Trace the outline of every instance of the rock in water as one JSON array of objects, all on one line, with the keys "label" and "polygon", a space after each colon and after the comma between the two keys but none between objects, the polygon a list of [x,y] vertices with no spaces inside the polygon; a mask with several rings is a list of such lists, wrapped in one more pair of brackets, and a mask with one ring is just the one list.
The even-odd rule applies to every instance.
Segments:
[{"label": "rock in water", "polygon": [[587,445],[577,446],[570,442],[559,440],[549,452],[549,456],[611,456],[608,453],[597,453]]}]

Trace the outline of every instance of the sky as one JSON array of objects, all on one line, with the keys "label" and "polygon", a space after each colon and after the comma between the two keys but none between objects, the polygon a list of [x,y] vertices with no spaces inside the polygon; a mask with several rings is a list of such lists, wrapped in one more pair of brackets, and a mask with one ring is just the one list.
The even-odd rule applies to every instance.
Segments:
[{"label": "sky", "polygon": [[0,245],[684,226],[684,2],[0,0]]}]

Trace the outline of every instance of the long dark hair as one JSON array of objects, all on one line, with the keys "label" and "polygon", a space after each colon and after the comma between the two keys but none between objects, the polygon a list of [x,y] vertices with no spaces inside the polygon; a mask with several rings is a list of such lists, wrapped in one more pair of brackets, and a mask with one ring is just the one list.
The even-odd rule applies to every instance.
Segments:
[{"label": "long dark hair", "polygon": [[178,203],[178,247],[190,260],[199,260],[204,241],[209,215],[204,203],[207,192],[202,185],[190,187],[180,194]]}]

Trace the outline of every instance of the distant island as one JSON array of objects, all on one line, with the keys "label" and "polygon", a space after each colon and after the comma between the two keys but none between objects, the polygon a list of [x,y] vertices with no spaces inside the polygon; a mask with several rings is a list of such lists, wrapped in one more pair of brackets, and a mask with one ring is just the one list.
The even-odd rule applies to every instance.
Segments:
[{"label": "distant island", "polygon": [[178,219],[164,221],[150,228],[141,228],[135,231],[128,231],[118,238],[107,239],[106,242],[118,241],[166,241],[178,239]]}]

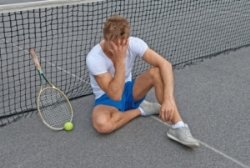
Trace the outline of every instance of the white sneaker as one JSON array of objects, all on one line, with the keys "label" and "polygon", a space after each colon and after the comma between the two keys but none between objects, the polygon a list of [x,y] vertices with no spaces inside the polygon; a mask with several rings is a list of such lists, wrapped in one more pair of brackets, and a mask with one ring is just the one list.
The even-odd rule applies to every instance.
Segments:
[{"label": "white sneaker", "polygon": [[143,110],[143,116],[150,116],[154,114],[159,114],[161,105],[159,103],[152,103],[147,100],[144,100],[140,104],[140,108],[142,108]]},{"label": "white sneaker", "polygon": [[190,148],[200,146],[200,142],[192,136],[190,129],[188,128],[188,125],[181,128],[171,127],[167,132],[167,136],[170,139],[177,141],[182,145],[188,146]]}]

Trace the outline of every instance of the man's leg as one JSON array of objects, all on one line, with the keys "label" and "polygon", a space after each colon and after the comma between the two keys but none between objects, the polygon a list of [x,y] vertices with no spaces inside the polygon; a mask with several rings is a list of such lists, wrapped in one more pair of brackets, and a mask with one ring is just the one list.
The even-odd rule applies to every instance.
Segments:
[{"label": "man's leg", "polygon": [[[143,74],[139,75],[134,84],[133,96],[135,100],[143,98],[148,91],[154,87],[155,96],[158,102],[161,104],[163,101],[163,81],[161,78],[160,70],[158,68],[150,68]],[[172,117],[171,123],[177,123],[181,121],[181,116],[177,110]]]},{"label": "man's leg", "polygon": [[97,105],[92,112],[92,123],[99,133],[111,133],[140,115],[139,109],[120,112],[112,106]]},{"label": "man's leg", "polygon": [[[151,68],[136,79],[133,90],[134,99],[141,99],[152,87],[154,87],[156,98],[161,104],[163,101],[164,86],[160,70],[158,68]],[[191,135],[187,124],[182,121],[178,109],[174,112],[173,117],[169,122],[173,124],[167,132],[167,136],[169,138],[188,147],[200,146],[199,141]]]}]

________________________

== Problem requirements ==
Copy exactly, and only, the lines from the one containing "Trace the outline of every instance of the man's" through the last line of the listing.

== Result of this exercise ==
Trace the outline of every instance of the man's leg as one JSON array of objects, all on one line, with the keys "label" and "polygon", a space after each colon and after the comma between the two keys but none between objects, the polygon a list of [x,y] vertices with no spaces inside the polygon; a mask with several rings is a list of such lists, wrapped in one more pair of brackets, and a mask with one ring is just the one list.
The even-odd rule applies to every instance.
Segments:
[{"label": "man's leg", "polygon": [[[143,74],[139,75],[134,84],[133,96],[135,100],[143,98],[148,91],[154,87],[155,96],[158,102],[161,104],[163,101],[163,81],[161,78],[160,70],[158,68],[150,68]],[[172,117],[171,123],[177,123],[181,121],[181,116],[177,110]]]},{"label": "man's leg", "polygon": [[97,105],[92,112],[92,123],[99,133],[111,133],[140,115],[139,109],[120,112],[112,106]]},{"label": "man's leg", "polygon": [[[151,68],[136,79],[133,90],[134,99],[141,99],[152,87],[154,87],[156,98],[161,104],[163,101],[164,86],[160,70],[158,68]],[[191,135],[187,124],[182,121],[178,109],[174,112],[173,117],[169,122],[173,124],[167,132],[167,136],[169,138],[188,147],[200,146],[199,141]]]}]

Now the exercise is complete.